╔══

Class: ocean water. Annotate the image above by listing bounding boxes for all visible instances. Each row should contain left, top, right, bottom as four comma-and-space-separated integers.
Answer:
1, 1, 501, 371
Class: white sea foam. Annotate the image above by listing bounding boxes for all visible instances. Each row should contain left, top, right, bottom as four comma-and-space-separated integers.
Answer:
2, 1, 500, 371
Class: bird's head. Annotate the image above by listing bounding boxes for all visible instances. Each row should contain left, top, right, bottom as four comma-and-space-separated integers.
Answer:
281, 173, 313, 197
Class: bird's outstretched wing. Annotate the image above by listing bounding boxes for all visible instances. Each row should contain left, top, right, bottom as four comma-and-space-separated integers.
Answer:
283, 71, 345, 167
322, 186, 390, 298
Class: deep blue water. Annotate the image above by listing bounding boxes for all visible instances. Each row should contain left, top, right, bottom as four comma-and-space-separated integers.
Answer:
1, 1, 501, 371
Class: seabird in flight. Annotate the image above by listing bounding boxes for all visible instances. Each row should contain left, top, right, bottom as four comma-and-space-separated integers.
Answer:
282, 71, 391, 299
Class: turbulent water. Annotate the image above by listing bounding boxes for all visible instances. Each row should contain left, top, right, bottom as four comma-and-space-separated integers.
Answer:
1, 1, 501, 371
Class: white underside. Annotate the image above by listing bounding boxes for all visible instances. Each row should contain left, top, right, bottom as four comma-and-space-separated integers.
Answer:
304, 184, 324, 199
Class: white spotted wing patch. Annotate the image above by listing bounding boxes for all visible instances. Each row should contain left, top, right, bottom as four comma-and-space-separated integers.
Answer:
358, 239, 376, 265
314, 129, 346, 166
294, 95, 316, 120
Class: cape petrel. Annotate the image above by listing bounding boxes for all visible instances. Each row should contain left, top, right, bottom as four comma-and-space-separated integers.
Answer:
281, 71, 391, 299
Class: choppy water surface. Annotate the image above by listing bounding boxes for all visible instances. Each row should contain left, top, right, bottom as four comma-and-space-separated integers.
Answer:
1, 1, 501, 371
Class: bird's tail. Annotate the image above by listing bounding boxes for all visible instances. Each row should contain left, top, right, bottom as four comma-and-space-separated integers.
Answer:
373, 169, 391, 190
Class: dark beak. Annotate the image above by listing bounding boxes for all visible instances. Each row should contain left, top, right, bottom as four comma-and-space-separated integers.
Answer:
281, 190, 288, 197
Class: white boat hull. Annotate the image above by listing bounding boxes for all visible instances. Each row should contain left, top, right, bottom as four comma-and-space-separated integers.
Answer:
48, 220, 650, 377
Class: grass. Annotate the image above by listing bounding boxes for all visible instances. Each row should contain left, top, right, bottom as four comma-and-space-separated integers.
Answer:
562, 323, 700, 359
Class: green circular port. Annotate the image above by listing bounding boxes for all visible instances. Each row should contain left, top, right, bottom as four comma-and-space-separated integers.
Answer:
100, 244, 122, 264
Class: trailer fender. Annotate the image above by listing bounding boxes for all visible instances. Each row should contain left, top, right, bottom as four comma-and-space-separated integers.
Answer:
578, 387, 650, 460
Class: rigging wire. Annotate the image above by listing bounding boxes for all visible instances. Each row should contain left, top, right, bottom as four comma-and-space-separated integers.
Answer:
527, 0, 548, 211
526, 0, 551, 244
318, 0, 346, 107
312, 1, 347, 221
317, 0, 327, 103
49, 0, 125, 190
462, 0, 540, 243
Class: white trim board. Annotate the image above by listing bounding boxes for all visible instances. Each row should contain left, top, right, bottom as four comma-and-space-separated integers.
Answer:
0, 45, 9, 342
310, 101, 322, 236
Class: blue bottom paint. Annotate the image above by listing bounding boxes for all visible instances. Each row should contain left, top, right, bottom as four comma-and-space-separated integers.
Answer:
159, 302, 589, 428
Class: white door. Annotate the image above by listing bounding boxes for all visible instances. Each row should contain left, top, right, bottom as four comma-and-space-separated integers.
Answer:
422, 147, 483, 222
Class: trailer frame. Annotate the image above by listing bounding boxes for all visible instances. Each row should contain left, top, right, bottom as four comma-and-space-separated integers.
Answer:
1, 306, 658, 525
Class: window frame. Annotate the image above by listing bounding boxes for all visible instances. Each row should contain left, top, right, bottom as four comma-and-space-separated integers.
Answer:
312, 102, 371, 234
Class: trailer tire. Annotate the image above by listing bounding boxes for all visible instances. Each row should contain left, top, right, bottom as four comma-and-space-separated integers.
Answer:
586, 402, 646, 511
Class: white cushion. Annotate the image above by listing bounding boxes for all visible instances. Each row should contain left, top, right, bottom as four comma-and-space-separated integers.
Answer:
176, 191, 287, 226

╚══

Return every line of the preceding records in which the word "frame" appears.

Class: trailer frame. Annotate the image above by listing bounding boxes for all visible instances. Each row should contain left, top, right, bottom as four comma-and-space-separated integers.
Class: window frame. Annotate the image above by listing bounding boxes for all visible instances. Each row should contain left, top, right, bottom as four comma-and-space-separated integers.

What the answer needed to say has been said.